* Selected excerpt

━━━━━━━━━━━━━━━━━━━━━━━━━━━━━━

Action Operator Example
Subtract - 5 - 4 = 1
Add + 5 + 4 = 9
Multiply * 5 * 4 = 20
Divide / 5 / 4 = 1.25
Raise to the power ^ 5 ^ 4 = 625
Modulus %% 10 %% 4 = 2
Absolute remainder %/% 9 %/% 4 = 2
Basic sequence : sum(1:3) = 6

Comparison operators

Action Operator Example
Less than < 5 < 5 = FALSE
Less than or equal to <= 5 <= 5 = TRUE
Greater than > 5 > 5 = FALSE
Greater than or equal to >= 5 >= 5 = TRUE
Exactly equal == (0.5 - 0.3) == (0.3 - 0.1) is FALSE, 2 == 2 is TRUE
Not equal != (0.5 - 0.3) != (0.3 - 0.1) is TRUE, 2 != 2 is FALSE
Equal all.equal() all.equal(0.5 - 0.3,0.3 - 0.1) is TRUE

States

States Representation
True TRUE , 1
False FALSE , 0
Empty NULL
Unknown NA
Not a number e.g. 0/0 NaN
Infinite e.g. 1/0 Inf

Logical operators

Action Operator Example
Not ! !TRUE is FALSE
And & TRUE & FALSE is FALSE, c(TRUE,TRUE) & c(FALSE,TRUE) is FALSE, TRUE
Or | TRUE | FALSE is TRUE, c(TRUE,FALSE) | c(FALSE,FALSE) is TRUE, FALSE
Xor xor() xor(TRUE,FALSE) is TRUE
Bitwise And && c(TRUE,TRUE) && c(FALSE,TRUE) is FALSE
Bitwise Or || c(TRUE,FALSE) || c(FALSE,FALSE) is TRUE
In %in% “Red” %in% c(“Blue”,“Red”) = TRUE
Not in !( x %in% y) or Hmisc::%nin% “Red” %nin% c(“Blue”,“Red”) = FALSE

Control constructs

Type Implementation Example
If if(condition) {dosomething} if(TRUE) { 2 } returns 2
If else if(condition) {do something} else {do something different} or ifelse(condition, do something, do something else) if(FALSE) { 2 } else { 3 } returns 3, ifelse(FALSE, 2, 3) returns 3
For loop for(i in seq) {dosomething} or foreach::foreach(i=1:3) %do% {something} foreach(i=1:3) %do% {TRUE} returns TRUE, TRUE, TRUE
While loop while(condition) {do something } a<-0 ; while(a<3){a<-a+1} ; a returns 3
Switch switch(value, …) switch(2, “a”, “b”) returns b
Case memisc::cases(…) cases(“pi<3”=pi<3, “pi=3”=pi==3,“pi>3”=pi>3) returns pi>3

NB: If you find yourself using a loop, there’s probably a better, faster solution

Assignment operators

Action Operator Example
Create / update a variable <- a <- 10

NB: There are others you could use, but this is the best practice

Accessors

Action Operator Example
Use public function from package :: memisc::cases()
Use private function from package ::: optiRum:::pounds_format()
Get a component e.g a data.frame column $ iris$Sepal.Length
Extract a property from a class @ Won’t be used in this course
Refer to positions in a data.frame or vector [ ] iris[5:10,1]
Refer to item in a list [[ ]] list(iris=iris,mtcars=mtcars)[[“iris”]]

Data types

Primitive data types

Data type Example
Integer 1
Logical TRUE
Numeric 1.1
String / character “Red”

━━━━━━━━━━━━━━━━━━━━━━━━━━━━━━

* Record excerpts
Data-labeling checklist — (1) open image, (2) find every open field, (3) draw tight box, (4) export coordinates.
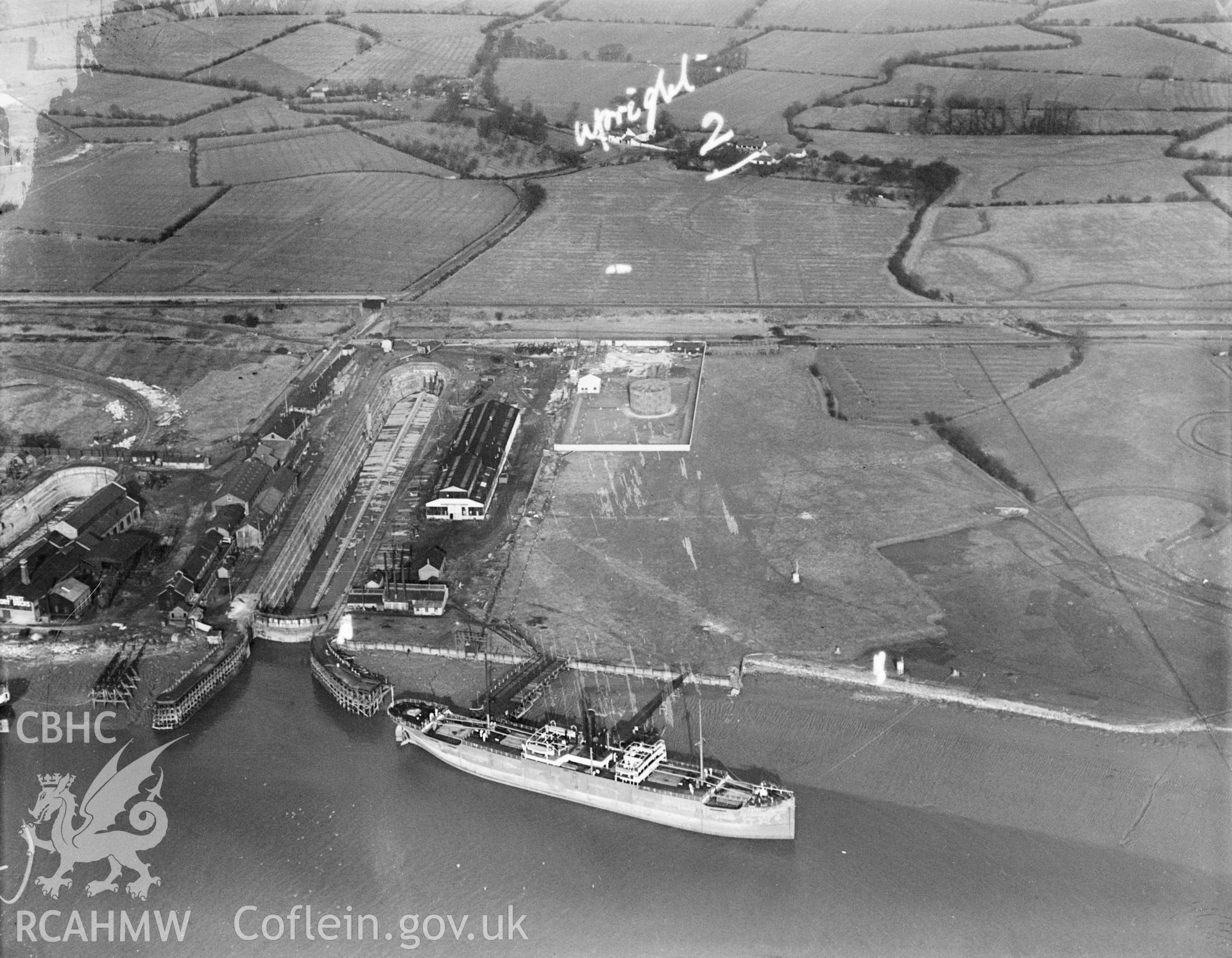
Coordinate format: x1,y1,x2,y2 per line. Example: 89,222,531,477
861,64,1232,110
1197,176,1232,209
963,341,1228,497
361,119,560,176
792,103,919,133
963,342,1229,710
0,232,144,292
335,0,542,10
1168,526,1232,588
751,0,1034,33
0,144,216,240
1180,124,1232,158
792,103,1227,137
816,343,1070,425
5,337,289,394
71,96,313,143
0,338,300,446
557,0,749,27
97,173,516,292
1040,0,1216,30
193,23,363,94
1077,110,1227,135
494,354,1226,717
189,127,447,185
494,352,991,674
48,73,249,119
343,10,493,43
176,350,300,442
668,70,862,143
497,20,757,62
497,59,665,122
329,13,492,78
1167,21,1232,51
95,15,311,76
916,203,1232,302
325,33,479,90
0,372,131,447
813,130,1196,203
746,23,1068,79
425,161,913,305
951,27,1232,80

━━━━━━━━━━━━━━━━━━━━━━━━━━━━━━

* Challenge
Pick up the R operators and data types cheat sheet above after its last row, String / character “Red”, and keep writing it in the same style.

* Answer to this problem
Factor (enumerated string) “Amber” or 2 in c(“Red”,“Amber”,“Green”)
Complex i
Date “2015-04-24”

Compound data types

Data type Info Construction example(s)
Vector A 1D set of values of the same data type c(1,“a”) , 1:3 , LETTERS
Matrix A 2D set of values of the same data type matrix(LETTERS,nrow=13, ncol=2) , rbind(1:5,2:6)
Array An nD set of values of the same data type array(LETTERS, c(13,2))
Data.frame A 2D set of values of different data types data.frame(a=1:26, b=LETTERS)
List A collection of objects of various data types list(vector=c(1,“a”), df=data.frame(a=1:6))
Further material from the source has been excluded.